INSTRUCTIONS TO FOLLOW: Write out only the tail of the records, beginning at the line containing "pedestrian in this photo, one line per instance." and including the last line, exactly as written.

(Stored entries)

******************************

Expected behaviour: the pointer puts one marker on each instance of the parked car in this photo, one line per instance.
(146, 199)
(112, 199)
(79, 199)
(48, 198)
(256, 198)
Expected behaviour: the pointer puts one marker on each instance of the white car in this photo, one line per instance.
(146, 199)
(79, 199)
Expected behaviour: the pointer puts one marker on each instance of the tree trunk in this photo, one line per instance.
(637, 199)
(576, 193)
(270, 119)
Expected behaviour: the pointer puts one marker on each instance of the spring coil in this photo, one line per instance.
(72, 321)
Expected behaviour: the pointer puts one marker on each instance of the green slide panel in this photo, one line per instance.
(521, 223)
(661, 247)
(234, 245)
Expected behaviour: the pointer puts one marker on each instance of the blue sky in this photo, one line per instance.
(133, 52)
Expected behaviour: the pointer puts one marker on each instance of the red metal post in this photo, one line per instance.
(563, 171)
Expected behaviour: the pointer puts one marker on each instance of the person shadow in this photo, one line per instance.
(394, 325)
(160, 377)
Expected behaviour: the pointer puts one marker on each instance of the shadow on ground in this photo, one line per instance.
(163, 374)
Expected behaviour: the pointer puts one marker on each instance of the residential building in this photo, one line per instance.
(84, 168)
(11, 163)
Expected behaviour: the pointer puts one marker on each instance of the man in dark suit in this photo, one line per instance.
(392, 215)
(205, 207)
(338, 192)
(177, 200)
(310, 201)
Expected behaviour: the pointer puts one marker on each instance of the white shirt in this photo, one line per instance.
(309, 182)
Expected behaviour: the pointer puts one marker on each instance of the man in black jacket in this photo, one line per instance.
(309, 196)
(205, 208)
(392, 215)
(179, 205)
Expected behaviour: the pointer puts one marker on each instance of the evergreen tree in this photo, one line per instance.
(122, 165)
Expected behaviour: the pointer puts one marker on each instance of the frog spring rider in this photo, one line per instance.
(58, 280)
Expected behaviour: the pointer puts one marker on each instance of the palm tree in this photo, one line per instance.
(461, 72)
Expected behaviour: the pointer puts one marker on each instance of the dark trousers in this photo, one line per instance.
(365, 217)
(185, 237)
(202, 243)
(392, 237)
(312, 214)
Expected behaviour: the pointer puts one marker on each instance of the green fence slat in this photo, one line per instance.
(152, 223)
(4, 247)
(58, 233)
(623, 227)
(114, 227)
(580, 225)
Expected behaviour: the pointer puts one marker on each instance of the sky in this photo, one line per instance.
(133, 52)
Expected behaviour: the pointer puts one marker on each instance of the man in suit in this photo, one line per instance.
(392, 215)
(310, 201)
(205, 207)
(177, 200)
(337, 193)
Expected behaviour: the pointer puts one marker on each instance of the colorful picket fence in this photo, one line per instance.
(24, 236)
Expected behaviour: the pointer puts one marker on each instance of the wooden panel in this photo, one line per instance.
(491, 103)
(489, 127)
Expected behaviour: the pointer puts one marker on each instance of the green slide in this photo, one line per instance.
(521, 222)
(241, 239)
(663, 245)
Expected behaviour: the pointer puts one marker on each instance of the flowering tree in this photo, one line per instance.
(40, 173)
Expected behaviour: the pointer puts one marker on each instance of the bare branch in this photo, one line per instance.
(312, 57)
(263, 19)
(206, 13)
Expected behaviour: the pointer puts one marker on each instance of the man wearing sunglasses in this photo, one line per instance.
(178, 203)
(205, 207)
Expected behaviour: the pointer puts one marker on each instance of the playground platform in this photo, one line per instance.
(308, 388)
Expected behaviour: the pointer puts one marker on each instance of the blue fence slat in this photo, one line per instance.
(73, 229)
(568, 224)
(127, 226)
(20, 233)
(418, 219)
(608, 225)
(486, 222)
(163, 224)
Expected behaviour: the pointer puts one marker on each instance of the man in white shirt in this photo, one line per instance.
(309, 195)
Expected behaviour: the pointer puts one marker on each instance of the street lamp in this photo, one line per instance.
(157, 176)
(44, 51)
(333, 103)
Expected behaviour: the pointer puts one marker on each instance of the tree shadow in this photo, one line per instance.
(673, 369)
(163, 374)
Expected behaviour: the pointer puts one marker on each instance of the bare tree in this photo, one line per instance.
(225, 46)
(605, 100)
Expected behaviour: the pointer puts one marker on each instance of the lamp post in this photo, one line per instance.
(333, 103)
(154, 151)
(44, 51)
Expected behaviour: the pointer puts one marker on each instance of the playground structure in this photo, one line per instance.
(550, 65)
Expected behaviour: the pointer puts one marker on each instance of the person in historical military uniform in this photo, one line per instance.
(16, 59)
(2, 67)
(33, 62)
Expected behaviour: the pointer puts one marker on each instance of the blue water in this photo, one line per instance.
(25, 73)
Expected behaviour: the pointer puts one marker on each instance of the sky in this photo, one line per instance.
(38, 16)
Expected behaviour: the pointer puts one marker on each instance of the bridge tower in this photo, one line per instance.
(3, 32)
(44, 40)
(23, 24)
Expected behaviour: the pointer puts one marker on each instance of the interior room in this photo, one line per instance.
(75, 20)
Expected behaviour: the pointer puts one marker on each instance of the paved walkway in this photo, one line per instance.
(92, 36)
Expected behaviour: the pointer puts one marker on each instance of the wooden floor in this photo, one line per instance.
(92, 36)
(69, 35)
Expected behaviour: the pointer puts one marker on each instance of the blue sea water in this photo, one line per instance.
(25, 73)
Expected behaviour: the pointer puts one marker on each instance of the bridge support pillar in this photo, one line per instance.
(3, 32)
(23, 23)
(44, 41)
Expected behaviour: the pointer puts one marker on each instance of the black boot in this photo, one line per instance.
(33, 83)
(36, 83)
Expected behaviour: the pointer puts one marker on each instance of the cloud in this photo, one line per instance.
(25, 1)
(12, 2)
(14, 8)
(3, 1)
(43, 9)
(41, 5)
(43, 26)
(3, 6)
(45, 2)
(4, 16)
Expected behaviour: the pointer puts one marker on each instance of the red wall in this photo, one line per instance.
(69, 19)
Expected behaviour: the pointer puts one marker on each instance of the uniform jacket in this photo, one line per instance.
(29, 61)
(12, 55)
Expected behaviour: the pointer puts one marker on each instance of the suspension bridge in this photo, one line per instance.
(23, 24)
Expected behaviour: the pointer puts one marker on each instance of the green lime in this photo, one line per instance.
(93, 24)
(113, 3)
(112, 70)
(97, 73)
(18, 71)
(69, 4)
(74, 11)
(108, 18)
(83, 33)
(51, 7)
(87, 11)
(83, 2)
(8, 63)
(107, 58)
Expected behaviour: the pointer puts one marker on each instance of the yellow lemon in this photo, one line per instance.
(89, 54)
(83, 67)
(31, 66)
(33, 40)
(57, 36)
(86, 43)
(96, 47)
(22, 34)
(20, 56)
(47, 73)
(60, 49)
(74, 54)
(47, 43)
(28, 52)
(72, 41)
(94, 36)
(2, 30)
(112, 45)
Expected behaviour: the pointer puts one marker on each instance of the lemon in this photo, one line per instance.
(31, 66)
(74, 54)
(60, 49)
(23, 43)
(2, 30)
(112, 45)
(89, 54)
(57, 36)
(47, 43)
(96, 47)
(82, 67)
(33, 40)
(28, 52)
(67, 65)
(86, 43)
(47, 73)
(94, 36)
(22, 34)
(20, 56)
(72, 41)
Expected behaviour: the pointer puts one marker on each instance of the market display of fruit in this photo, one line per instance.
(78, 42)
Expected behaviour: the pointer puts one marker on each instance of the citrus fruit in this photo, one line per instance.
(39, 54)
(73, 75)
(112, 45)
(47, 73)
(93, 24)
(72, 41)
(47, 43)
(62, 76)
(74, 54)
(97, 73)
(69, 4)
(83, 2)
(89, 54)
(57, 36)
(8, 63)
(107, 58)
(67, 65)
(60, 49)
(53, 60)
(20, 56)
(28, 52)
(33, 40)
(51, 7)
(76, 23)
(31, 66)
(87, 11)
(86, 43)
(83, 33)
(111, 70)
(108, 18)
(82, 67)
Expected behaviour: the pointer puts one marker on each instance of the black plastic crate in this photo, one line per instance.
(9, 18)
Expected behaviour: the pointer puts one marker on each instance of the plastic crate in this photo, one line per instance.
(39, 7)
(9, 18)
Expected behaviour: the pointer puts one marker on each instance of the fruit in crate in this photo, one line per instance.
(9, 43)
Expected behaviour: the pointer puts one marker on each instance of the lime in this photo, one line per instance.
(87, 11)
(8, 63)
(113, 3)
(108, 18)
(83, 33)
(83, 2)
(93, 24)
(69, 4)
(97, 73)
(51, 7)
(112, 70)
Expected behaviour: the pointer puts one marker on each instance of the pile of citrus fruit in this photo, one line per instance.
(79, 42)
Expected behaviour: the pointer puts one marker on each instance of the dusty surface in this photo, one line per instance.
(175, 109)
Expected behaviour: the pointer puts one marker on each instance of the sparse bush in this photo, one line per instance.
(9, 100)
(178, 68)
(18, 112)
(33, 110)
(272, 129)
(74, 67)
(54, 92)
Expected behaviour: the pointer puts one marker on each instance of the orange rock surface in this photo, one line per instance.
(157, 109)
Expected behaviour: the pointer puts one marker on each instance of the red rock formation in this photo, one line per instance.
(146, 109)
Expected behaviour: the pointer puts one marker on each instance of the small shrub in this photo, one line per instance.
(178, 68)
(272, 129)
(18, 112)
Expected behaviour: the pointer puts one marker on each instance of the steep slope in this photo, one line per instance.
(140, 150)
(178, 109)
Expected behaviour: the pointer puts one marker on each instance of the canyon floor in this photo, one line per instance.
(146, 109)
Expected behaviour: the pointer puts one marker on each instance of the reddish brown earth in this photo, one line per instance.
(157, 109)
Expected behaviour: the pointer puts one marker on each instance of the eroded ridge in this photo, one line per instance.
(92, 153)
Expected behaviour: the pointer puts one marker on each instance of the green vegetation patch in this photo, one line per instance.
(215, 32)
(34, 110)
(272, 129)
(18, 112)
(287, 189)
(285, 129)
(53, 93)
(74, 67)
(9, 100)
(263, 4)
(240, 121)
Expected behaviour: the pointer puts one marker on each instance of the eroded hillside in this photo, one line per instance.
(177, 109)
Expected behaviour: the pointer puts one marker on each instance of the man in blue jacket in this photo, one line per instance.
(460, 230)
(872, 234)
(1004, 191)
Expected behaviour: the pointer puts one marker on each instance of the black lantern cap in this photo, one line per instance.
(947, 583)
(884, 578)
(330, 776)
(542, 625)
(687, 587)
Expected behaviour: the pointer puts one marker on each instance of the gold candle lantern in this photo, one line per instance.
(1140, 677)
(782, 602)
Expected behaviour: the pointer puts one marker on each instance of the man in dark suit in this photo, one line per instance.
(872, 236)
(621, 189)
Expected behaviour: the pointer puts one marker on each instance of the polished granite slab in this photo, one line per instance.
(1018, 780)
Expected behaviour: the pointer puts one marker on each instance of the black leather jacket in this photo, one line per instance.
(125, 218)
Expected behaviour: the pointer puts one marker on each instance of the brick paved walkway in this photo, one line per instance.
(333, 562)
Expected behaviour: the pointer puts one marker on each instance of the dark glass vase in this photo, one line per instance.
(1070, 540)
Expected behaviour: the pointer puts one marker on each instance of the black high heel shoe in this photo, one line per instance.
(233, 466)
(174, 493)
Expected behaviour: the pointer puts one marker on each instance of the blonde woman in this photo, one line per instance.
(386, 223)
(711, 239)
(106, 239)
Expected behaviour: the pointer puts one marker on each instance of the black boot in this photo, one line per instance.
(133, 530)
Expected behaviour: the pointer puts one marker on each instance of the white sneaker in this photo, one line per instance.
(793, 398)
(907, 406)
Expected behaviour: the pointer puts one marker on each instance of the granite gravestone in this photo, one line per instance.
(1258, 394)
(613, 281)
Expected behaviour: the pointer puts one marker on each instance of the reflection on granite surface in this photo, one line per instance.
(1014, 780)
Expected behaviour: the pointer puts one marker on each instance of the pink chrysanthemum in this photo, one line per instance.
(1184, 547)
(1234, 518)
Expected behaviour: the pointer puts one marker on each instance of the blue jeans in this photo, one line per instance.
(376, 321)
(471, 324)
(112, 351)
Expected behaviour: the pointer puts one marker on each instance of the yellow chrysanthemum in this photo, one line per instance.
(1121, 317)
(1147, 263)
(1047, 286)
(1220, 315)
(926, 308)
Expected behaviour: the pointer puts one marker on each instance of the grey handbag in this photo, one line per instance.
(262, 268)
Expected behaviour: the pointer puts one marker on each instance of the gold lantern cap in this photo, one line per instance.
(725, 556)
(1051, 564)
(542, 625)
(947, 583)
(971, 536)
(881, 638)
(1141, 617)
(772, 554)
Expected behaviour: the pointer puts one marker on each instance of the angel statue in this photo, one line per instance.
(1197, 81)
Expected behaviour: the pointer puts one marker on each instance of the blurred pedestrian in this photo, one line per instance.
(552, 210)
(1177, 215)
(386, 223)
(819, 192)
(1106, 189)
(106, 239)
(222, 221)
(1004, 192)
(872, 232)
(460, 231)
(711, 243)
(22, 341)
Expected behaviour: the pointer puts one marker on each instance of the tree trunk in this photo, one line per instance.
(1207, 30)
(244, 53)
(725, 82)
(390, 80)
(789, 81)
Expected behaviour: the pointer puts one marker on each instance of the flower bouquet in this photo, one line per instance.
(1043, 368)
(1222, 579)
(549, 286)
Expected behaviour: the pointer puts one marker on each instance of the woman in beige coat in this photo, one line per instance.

******************************

ANSWER TO THE PROBLEM:
Expected behaviour: the pointer puts one marker on each instance of the blurred pedestrian in this photo, one line per instance.
(552, 210)
(1177, 215)
(386, 223)
(819, 192)
(1106, 189)
(106, 239)
(222, 221)
(1004, 192)
(872, 232)
(460, 231)
(711, 243)
(22, 341)
Expected behaviour: the pointer puts one marker on each instance of the tree trunk in this photo, one line per instance.
(1207, 30)
(244, 53)
(725, 82)
(390, 80)
(789, 81)
Expected behaviour: the pointer puts one marker on each instance of the flower bouquet in this photo, one line per instance.
(1043, 368)
(1222, 579)
(549, 286)
Expected behaviour: the pointer puts one marker on each instance of the woman in beige coat in this photo, one line per instance.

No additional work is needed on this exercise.